It is not 100% clear what is the issue you are referring to as the VMID 
is valid at this point. So what part would be wrong?

But if there are part of p2m_teardown() that are not safe for partially 
constructed domain, then we should split the code. This would be much 
better that the duplication you are proposing.

Cheers,
Jan Beulich Oct. 18, 2022, 7:08 a.m. UTC | #4
On 17.10.2022 21:12, Andrew Cooper wrote:
> --- a/xen/arch/arm/p2m.c
> +++ b/xen/arch/arm/p2m.c
> @@ -1736,8 +1736,36 @@ void p2m_final_teardown(struct domain *d)
>      if ( !p2m->domain )
>          return;
>  
> -    ASSERT(page_list_empty(&p2m->pages));
> -    ASSERT(page_list_empty(&d->arch.paging.p2m_freelist));
> +    /*
> +     * On the domain_create() error path only, we can end up here with a
> +     * non-zero P2M pool.
> +     *
> +     * At present, this is a maximum of 16 pages, spread between p2m->pages
> +     * and the free list.  The domain has never been scheduled (it has no
> +     * vcpus), so there is TLB maintenance to perform; just free everything.
> +     */
> +    if ( !page_list_empty(&p2m->pages) ||
> +         !page_list_empty(&d->arch.paging.p2m_freelist) )
> +    {
> +        struct page_info *pg;
> +
> +        /*
> +         * There's no sensible "in the domain_create() error path" predicate,
> +         * so simply sanity check that we don't have unexpected work to do.
> +         */
> +        ASSERT(d->arch.paging.p2m_total_pages <= 16);

I guess this isn't sufficient as a sanity check, as the count (contrary
to the name of the field) is only representing all pages on p2m_freelist.

Jan

> +        spin_lock(&d->arch.paging.lock);
> +
> +        while ( (pg = page_list_remove_head(&p2m->pages)) )
> +            free_domheap_page(pg);
> +        while ( (pg = page_list_remove_head(&d->arch.paging.p2m_freelist)) )
> +            free_domheap_page(pg);
> +
> +        d->arch.paging.p2m_total_pages = 0;
> +
> +        spin_unlock(&d->arch.paging.lock);
> +    }
>  
>      if ( p2m->root )
>          free_domheap_pages(p2m->root, P2M_ROOT_ORDER);
Andrew Cooper Oct. 19, 2022, 9:30 p.m. UTC | #5
On 18/10/2022 00:01, Julien Grall wrote:
>>>> Signed-off-by: Henry Wang <Henry.Wang@arm.com>
>>>> Signed-off-by: Andrew Cooper <andrew.cooper3@citrix.com>
>>>> ---
>>>> CC: Stefano Stabellini <sstabellini@kernel.org>
>>>> CC: Julien Grall <julien@xen.org>
>>>> CC: Volodymyr Babchuk <Volodymyr_Babchuk@epam.com>
>>>> CC: Bertrand Marquis <bertrand.marquis@arm.com>
>>>> CC: Henry Wang <Henry.Wang@arm.com>
>>>> ---
>>>>    xen/arch/arm/p2m.c | 43 +++++++++++++++++++++++++++++++++++++++++--
>>>>    1 file changed, 41 insertions(+), 2 deletions(-)

Point annotations for photos
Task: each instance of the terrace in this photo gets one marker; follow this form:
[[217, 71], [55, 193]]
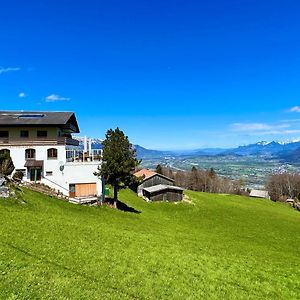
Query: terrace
[[80, 156], [42, 141]]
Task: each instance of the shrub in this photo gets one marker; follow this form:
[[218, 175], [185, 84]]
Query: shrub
[[18, 175]]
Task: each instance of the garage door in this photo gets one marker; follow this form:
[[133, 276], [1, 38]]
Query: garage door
[[85, 189]]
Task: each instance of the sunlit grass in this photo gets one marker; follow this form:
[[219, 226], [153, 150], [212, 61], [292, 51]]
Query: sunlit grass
[[218, 247]]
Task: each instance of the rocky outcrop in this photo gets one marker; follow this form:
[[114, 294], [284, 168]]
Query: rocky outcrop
[[4, 191]]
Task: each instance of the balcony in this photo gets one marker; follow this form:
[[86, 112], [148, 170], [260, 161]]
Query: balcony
[[41, 141], [79, 156]]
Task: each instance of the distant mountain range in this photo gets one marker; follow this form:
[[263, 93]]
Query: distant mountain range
[[285, 151]]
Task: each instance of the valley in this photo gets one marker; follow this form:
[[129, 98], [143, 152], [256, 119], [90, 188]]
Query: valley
[[253, 170]]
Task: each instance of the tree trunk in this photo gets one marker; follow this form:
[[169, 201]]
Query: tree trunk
[[116, 193]]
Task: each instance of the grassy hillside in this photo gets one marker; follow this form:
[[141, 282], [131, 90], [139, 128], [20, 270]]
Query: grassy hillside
[[218, 247]]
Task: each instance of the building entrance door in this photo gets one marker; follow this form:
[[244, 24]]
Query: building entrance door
[[35, 174]]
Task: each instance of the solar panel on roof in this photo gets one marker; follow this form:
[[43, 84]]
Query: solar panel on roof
[[33, 116]]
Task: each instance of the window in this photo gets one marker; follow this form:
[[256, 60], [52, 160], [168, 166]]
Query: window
[[30, 154], [4, 152], [52, 153], [42, 133], [22, 170], [24, 133], [3, 133]]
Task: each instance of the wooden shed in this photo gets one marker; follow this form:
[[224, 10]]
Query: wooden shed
[[151, 178], [260, 194], [163, 192]]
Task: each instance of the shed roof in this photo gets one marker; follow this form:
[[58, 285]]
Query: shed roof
[[30, 118], [146, 174], [162, 187], [259, 194]]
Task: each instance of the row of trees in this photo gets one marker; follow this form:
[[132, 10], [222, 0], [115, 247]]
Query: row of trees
[[203, 180], [284, 186]]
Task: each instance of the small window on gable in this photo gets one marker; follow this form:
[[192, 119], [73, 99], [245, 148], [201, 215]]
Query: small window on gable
[[52, 153], [42, 133], [30, 154], [4, 152], [4, 134], [24, 133]]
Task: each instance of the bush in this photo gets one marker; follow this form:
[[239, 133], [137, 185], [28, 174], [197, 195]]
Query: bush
[[18, 175]]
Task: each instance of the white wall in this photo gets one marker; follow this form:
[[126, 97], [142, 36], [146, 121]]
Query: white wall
[[73, 172]]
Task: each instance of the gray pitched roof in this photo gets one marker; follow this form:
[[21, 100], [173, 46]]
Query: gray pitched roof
[[259, 194], [31, 118], [162, 187]]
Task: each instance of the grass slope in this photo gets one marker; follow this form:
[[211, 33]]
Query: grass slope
[[219, 247]]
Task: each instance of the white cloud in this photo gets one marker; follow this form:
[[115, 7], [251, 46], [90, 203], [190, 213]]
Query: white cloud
[[294, 109], [55, 98], [8, 69]]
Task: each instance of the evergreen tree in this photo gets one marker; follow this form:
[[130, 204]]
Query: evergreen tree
[[119, 160], [159, 169]]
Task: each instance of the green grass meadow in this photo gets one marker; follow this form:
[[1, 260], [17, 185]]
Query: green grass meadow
[[218, 247]]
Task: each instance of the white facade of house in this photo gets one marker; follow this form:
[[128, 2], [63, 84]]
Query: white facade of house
[[41, 146], [58, 173]]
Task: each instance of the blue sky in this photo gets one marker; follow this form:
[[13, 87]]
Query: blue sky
[[171, 74]]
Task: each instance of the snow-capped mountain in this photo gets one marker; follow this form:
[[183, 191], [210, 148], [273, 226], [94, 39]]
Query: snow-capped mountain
[[274, 148]]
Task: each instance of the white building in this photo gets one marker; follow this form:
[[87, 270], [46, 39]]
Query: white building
[[41, 146]]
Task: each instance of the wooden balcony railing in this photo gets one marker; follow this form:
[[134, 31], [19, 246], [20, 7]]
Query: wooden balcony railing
[[38, 141]]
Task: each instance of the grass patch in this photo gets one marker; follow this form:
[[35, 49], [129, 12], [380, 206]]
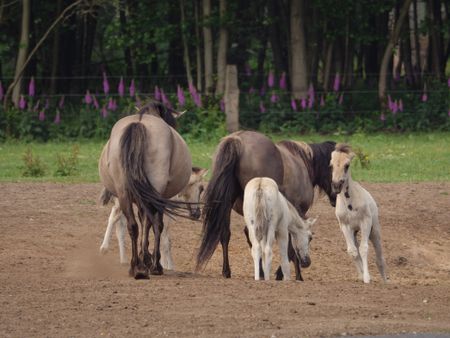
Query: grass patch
[[393, 157]]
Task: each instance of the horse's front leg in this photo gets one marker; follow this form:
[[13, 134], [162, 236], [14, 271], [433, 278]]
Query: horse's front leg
[[158, 226]]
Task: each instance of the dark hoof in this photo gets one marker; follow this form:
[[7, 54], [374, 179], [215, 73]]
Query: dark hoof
[[226, 274], [279, 274]]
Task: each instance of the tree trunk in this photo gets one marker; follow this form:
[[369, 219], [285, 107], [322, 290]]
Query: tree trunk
[[388, 53], [55, 53], [23, 51], [187, 61], [123, 25], [222, 52], [299, 75], [208, 47], [198, 48], [437, 55]]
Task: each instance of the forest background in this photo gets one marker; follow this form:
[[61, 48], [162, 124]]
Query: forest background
[[70, 69]]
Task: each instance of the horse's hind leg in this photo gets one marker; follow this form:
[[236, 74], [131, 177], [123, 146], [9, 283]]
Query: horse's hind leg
[[158, 226], [137, 268], [225, 240], [375, 238]]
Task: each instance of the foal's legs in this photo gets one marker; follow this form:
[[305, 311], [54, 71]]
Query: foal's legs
[[366, 226], [166, 246], [375, 238], [352, 250], [137, 268], [283, 242], [114, 216]]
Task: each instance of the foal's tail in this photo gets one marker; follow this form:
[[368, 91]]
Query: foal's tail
[[220, 195], [139, 190], [261, 217]]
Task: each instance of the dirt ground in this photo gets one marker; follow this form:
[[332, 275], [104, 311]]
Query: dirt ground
[[54, 282]]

**GIVEN REQUEST:** Rewrite the p2m teardown discussion starting with "It is not 100%" and going on through "you are proposing.", replacing "split" with "divide".

**COMPLETED TASK:**
It is not 100% clear what is the issue you are referring to as the VMID 
is valid at this point. So what part would be wrong?

But if there are part of p2m_teardown() that are not safe for partially 
constructed domain, then we should divide the code. This would be much 
better that the duplication you are proposing.